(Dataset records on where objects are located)
>>>
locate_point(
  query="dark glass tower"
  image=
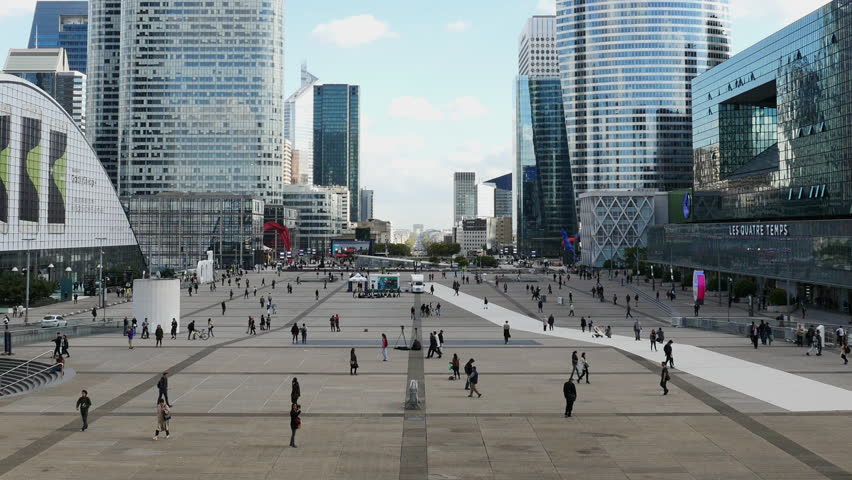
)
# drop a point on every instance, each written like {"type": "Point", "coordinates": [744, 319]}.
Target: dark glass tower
{"type": "Point", "coordinates": [544, 194]}
{"type": "Point", "coordinates": [337, 140]}
{"type": "Point", "coordinates": [62, 25]}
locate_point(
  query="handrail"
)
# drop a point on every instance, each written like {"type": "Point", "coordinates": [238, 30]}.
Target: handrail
{"type": "Point", "coordinates": [21, 365]}
{"type": "Point", "coordinates": [3, 389]}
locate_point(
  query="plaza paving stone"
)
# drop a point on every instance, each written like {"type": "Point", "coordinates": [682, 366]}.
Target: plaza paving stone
{"type": "Point", "coordinates": [231, 396]}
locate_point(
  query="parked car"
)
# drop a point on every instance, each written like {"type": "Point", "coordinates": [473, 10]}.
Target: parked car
{"type": "Point", "coordinates": [53, 321]}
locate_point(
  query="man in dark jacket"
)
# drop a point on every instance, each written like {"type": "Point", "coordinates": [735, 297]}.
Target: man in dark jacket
{"type": "Point", "coordinates": [163, 389]}
{"type": "Point", "coordinates": [570, 392]}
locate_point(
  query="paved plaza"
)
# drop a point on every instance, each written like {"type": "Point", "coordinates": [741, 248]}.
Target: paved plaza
{"type": "Point", "coordinates": [733, 412]}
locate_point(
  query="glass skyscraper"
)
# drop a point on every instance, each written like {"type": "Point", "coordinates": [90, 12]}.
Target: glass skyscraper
{"type": "Point", "coordinates": [626, 69]}
{"type": "Point", "coordinates": [62, 25]}
{"type": "Point", "coordinates": [337, 139]}
{"type": "Point", "coordinates": [544, 195]}
{"type": "Point", "coordinates": [201, 95]}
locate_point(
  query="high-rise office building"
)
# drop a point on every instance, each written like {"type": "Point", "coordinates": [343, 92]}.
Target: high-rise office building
{"type": "Point", "coordinates": [366, 205]}
{"type": "Point", "coordinates": [544, 202]}
{"type": "Point", "coordinates": [337, 144]}
{"type": "Point", "coordinates": [62, 25]}
{"type": "Point", "coordinates": [502, 195]}
{"type": "Point", "coordinates": [48, 69]}
{"type": "Point", "coordinates": [464, 196]}
{"type": "Point", "coordinates": [626, 87]}
{"type": "Point", "coordinates": [299, 126]}
{"type": "Point", "coordinates": [102, 69]}
{"type": "Point", "coordinates": [201, 97]}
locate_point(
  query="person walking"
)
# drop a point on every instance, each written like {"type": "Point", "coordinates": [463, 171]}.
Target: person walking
{"type": "Point", "coordinates": [83, 404]}
{"type": "Point", "coordinates": [454, 364]}
{"type": "Point", "coordinates": [585, 372]}
{"type": "Point", "coordinates": [353, 363]}
{"type": "Point", "coordinates": [474, 380]}
{"type": "Point", "coordinates": [468, 371]}
{"type": "Point", "coordinates": [295, 391]}
{"type": "Point", "coordinates": [569, 390]}
{"type": "Point", "coordinates": [664, 378]}
{"type": "Point", "coordinates": [163, 388]}
{"type": "Point", "coordinates": [575, 360]}
{"type": "Point", "coordinates": [163, 418]}
{"type": "Point", "coordinates": [295, 422]}
{"type": "Point", "coordinates": [384, 348]}
{"type": "Point", "coordinates": [668, 351]}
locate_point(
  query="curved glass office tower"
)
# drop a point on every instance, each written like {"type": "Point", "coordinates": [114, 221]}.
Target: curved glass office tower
{"type": "Point", "coordinates": [626, 69]}
{"type": "Point", "coordinates": [201, 97]}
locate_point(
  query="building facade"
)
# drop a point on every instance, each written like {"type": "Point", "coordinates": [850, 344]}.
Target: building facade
{"type": "Point", "coordinates": [464, 196]}
{"type": "Point", "coordinates": [625, 70]}
{"type": "Point", "coordinates": [337, 139]}
{"type": "Point", "coordinates": [323, 213]}
{"type": "Point", "coordinates": [56, 201]}
{"type": "Point", "coordinates": [365, 205]}
{"type": "Point", "coordinates": [299, 126]}
{"type": "Point", "coordinates": [544, 194]}
{"type": "Point", "coordinates": [175, 230]}
{"type": "Point", "coordinates": [615, 220]}
{"type": "Point", "coordinates": [62, 25]}
{"type": "Point", "coordinates": [772, 199]}
{"type": "Point", "coordinates": [502, 195]}
{"type": "Point", "coordinates": [201, 119]}
{"type": "Point", "coordinates": [47, 68]}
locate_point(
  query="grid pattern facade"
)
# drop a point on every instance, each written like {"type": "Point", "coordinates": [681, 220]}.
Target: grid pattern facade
{"type": "Point", "coordinates": [464, 196]}
{"type": "Point", "coordinates": [337, 139]}
{"type": "Point", "coordinates": [62, 25]}
{"type": "Point", "coordinates": [544, 194]}
{"type": "Point", "coordinates": [176, 230]}
{"type": "Point", "coordinates": [55, 198]}
{"type": "Point", "coordinates": [612, 222]}
{"type": "Point", "coordinates": [785, 153]}
{"type": "Point", "coordinates": [537, 55]}
{"type": "Point", "coordinates": [201, 97]}
{"type": "Point", "coordinates": [626, 69]}
{"type": "Point", "coordinates": [103, 71]}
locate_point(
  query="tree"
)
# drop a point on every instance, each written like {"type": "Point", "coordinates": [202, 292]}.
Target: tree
{"type": "Point", "coordinates": [442, 249]}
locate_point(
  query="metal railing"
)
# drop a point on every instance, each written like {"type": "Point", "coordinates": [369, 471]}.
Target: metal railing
{"type": "Point", "coordinates": [27, 364]}
{"type": "Point", "coordinates": [7, 387]}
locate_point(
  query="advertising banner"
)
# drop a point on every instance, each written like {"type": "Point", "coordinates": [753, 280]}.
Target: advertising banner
{"type": "Point", "coordinates": [699, 286]}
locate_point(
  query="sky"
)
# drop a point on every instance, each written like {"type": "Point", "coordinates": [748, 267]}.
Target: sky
{"type": "Point", "coordinates": [436, 83]}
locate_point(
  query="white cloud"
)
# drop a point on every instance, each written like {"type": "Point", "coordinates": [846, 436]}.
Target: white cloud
{"type": "Point", "coordinates": [415, 108]}
{"type": "Point", "coordinates": [352, 31]}
{"type": "Point", "coordinates": [458, 26]}
{"type": "Point", "coordinates": [546, 7]}
{"type": "Point", "coordinates": [12, 8]}
{"type": "Point", "coordinates": [466, 107]}
{"type": "Point", "coordinates": [418, 108]}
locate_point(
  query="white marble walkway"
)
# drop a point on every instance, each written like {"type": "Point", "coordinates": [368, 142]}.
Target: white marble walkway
{"type": "Point", "coordinates": [785, 390]}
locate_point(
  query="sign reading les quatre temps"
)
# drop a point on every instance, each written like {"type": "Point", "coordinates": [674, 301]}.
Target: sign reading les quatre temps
{"type": "Point", "coordinates": [758, 230]}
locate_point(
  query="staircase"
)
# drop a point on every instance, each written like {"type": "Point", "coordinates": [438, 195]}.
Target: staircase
{"type": "Point", "coordinates": [27, 378]}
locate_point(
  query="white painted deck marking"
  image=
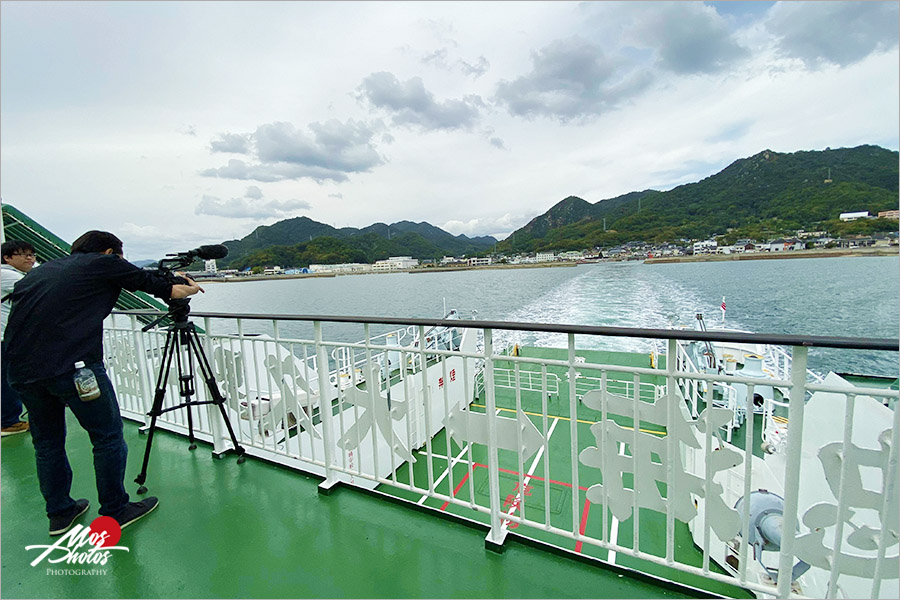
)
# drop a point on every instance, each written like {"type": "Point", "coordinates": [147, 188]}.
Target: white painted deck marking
{"type": "Point", "coordinates": [525, 481]}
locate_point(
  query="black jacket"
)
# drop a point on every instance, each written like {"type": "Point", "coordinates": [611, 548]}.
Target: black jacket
{"type": "Point", "coordinates": [58, 312]}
<<<
> TASK DETAILS:
Show every line of the material above that contains the word "deck", treating uppercase and lowercase as different.

> TASK RESPONSE:
  query="white painted deck marking"
Target: white painted deck marking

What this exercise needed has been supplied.